* _The exercise_
Print every line of the listing below verbatim, omitting the pictures.

* _Records supplied_
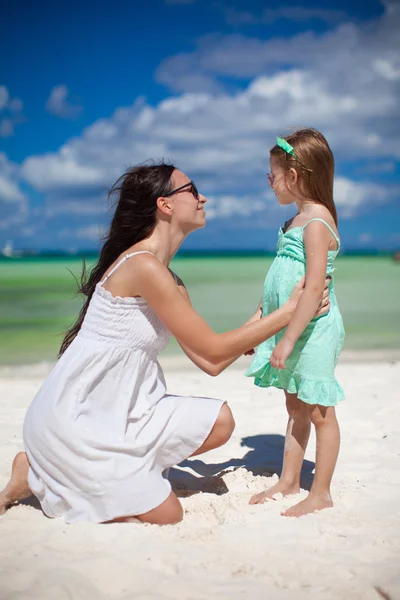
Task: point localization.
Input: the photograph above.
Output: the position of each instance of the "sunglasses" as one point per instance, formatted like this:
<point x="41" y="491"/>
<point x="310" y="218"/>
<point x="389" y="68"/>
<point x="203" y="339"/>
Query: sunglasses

* _Answer for this exercise_
Task: point localization.
Input: the photograph above.
Output: the position of each instance of the "sunglasses" as one point per instance, formatted like this:
<point x="41" y="491"/>
<point x="310" y="218"/>
<point x="389" y="68"/>
<point x="203" y="339"/>
Query: sunglasses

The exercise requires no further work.